- Written task
Express every line of the entries below as a Markdown table with the columns "Row" and "Line," numbering the rows in order and omitting blank lines.

- Dataset entries
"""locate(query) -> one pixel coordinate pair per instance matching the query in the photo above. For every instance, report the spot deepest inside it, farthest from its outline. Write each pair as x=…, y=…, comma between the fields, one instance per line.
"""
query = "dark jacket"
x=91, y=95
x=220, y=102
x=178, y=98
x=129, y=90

- Completed task
| Row | Line |
|---|---|
| 1 | """locate(query) -> one pixel coordinate pair per instance matching the query in the photo above. For every instance, report the spot deepest inside it, farthest from its outline. Write each pair as x=…, y=…, comma between the fields, one instance per line. |
| 2 | """ |
| 3 | query = "dark jacket" |
| 4 | x=91, y=95 |
| 5 | x=220, y=102 |
| 6 | x=178, y=98 |
| 7 | x=129, y=90 |